Dapla (statnorway)

Functions for reading and writing GeoDataFrames in Statistics Norway’s GCS Dapla.

check_files(folder, contains=None, within_minutes=None)[source]

Returns DataFrame of files in the folder and subfolders with times and sizes.

Parameters:
  • folder (str) – Google cloud storage folder.

  • contains (str | None) – Optional substring that must be in the file path.

  • within_minutes (int | None) – Optionally include only files that were updated in the last n minutes.

Return type:

DataFrame

exists(path)[source]

Returns True if the path exists, and False if it doesn’t.

Parameters:

path (str) – The path to the file or directory.

Return type:

bool

Returns:

True if the path exists, False if not.

get_bounds_series(paths, file_system=None, threads=None, pandas_fallback=False)[source]

Get a GeoSeries with file paths as indexes and the file’s bounds as values.

The returned GeoSeries can be used as the first argument of ‘read_geopandas’ along with the ‘mask’ keyword.

Parameters:
  • paths (list[str | Path] | tuple[str | Path]) – Iterable of file paths in gcs.

  • file_system (dp.gcs.GCSFileSystem | None) – Optional instance of dp.gcs.GCSFileSystem. If None, an instance is created within the function. Note that this is slower in long loops.

  • threads (int | None) – Number of threads to use if reading multiple files. Defaults to the number of files to read or the number of available threads (if lower).

Entries shown -
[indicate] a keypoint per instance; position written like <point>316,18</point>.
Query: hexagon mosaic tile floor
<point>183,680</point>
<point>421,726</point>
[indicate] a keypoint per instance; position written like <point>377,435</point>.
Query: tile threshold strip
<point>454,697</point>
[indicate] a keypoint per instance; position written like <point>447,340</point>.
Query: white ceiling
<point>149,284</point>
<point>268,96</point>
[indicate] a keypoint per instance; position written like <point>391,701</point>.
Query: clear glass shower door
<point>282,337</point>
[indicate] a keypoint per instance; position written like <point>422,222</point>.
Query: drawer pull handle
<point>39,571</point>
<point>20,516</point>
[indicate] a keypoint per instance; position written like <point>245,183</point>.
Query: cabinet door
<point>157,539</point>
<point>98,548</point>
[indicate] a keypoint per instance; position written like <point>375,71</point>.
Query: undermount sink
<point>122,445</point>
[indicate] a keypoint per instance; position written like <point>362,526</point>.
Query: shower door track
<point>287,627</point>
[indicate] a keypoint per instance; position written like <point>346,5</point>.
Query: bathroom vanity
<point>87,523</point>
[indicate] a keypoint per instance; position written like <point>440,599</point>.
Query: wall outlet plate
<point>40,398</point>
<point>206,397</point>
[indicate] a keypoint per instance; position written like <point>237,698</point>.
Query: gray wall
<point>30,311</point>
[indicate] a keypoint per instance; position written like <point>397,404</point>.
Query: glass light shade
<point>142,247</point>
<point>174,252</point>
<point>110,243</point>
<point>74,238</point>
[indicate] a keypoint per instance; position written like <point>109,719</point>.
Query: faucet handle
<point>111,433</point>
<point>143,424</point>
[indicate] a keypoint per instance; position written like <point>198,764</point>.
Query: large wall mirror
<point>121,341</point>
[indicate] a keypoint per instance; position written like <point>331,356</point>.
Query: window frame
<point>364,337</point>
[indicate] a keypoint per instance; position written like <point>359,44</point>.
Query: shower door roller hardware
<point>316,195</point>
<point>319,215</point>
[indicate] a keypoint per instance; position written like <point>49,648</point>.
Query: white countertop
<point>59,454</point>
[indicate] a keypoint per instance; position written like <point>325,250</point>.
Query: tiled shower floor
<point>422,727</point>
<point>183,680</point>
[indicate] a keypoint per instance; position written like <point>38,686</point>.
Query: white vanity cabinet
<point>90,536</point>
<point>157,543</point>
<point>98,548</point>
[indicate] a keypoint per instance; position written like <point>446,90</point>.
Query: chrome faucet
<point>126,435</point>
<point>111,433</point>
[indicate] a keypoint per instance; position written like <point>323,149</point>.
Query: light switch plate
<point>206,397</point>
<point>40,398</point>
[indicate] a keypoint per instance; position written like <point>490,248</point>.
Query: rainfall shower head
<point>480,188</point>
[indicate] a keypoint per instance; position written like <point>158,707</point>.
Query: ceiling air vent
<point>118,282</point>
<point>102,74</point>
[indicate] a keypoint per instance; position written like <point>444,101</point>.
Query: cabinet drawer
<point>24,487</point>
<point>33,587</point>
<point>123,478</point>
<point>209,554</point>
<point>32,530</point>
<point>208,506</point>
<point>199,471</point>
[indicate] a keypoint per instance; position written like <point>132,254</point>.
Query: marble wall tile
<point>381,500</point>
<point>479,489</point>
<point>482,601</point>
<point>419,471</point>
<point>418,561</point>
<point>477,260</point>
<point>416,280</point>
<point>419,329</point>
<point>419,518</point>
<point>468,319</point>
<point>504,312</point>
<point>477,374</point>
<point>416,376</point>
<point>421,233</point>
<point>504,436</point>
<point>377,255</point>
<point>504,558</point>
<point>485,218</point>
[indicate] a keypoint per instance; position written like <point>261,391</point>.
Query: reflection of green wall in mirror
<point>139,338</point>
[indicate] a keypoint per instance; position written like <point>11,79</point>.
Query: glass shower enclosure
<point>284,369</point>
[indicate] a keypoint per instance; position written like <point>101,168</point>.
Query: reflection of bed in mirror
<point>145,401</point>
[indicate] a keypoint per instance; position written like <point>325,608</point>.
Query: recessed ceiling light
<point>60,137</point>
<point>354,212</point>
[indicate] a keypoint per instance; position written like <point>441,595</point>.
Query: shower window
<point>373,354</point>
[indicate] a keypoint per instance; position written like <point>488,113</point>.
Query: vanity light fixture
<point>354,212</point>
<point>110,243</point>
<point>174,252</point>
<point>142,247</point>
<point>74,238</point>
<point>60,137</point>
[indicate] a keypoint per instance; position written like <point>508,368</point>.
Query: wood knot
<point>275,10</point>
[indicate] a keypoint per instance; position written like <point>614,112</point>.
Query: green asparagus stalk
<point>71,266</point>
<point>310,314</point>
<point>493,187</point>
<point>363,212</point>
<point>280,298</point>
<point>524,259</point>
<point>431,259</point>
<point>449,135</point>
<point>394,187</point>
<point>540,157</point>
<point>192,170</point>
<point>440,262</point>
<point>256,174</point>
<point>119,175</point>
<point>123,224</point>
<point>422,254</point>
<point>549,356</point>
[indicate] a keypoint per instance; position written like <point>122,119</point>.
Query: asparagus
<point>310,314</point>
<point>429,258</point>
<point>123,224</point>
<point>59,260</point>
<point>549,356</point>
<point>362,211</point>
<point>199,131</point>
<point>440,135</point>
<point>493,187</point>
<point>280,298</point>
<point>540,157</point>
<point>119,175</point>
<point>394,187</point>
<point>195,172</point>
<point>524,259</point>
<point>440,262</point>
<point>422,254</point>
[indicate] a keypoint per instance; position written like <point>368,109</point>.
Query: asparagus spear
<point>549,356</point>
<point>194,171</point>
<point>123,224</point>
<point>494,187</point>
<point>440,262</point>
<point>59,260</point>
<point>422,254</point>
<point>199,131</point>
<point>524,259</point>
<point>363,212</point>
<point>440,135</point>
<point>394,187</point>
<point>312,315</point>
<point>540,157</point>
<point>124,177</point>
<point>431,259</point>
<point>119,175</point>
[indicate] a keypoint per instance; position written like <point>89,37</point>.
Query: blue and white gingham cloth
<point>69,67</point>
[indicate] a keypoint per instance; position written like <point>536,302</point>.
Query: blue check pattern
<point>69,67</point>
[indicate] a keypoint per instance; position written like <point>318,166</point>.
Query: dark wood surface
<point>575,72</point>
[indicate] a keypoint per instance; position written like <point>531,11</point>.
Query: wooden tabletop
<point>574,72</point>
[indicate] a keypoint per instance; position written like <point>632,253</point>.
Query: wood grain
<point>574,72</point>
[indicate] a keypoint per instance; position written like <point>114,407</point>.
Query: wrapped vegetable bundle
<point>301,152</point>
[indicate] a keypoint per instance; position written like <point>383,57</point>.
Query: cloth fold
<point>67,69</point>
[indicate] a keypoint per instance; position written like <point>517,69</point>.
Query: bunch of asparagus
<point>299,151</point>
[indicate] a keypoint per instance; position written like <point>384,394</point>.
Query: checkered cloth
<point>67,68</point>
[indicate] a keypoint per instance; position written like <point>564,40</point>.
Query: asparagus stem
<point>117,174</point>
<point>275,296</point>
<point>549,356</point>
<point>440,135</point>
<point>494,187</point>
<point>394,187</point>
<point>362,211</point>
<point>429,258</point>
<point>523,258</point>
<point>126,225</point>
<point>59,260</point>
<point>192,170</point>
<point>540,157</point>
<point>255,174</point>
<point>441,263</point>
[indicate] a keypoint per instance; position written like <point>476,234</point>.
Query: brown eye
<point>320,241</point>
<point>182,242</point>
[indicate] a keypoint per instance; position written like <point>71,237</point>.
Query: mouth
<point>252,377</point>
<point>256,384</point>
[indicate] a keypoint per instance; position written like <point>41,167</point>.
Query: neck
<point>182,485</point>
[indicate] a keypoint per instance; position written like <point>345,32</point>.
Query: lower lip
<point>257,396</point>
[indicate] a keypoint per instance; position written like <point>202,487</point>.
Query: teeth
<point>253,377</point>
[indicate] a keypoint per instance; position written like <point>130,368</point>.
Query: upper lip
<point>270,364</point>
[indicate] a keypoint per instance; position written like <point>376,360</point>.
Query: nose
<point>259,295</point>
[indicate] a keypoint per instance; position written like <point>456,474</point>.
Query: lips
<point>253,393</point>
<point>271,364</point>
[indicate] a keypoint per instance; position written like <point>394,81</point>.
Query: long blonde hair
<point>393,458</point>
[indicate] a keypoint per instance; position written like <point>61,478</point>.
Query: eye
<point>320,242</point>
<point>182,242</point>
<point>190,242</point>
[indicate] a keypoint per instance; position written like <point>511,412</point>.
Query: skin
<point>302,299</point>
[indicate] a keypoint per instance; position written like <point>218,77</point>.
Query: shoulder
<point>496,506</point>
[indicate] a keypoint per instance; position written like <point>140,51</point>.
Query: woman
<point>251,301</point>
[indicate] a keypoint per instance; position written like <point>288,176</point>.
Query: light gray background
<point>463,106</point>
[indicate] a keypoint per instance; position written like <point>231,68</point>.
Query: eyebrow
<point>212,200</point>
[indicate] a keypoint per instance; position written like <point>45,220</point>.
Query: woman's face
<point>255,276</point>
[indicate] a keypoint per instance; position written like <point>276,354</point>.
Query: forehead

Task instructions -
A: Reproduce from the Dapla documentation, with no changes, the part that opens with the words containing "check_files(folder, contains=None, within_minutes=None)[source]" and closes with "cloud storage folder.".
B: Decide whether each statement agrees with the Dapla documentation. For each, answer yes or no and quote the words from that documentation that settle it.
(i) The check_files function can be limited to files updated within a recent number of minutes.
(ii) The exists function returns a DataFrame.
(iii) In get_bounds_series, leaving file_system as None causes the function to fail.

Expected answers -
A:
check_files(folder, contains=None, within_minutes=None)[source]

Returns DataFrame of files in the folder and subfolders with times and sizes.

Parameters:
  • folder (str) – Google cloud storage folder.

B:
(i) Yes: "Optionally include only files that were updated in the last n minutes."
(ii) No: "Returns True if the path exists, and False if it doesn’t."
(iii) No: "If None, an instance is created within the function."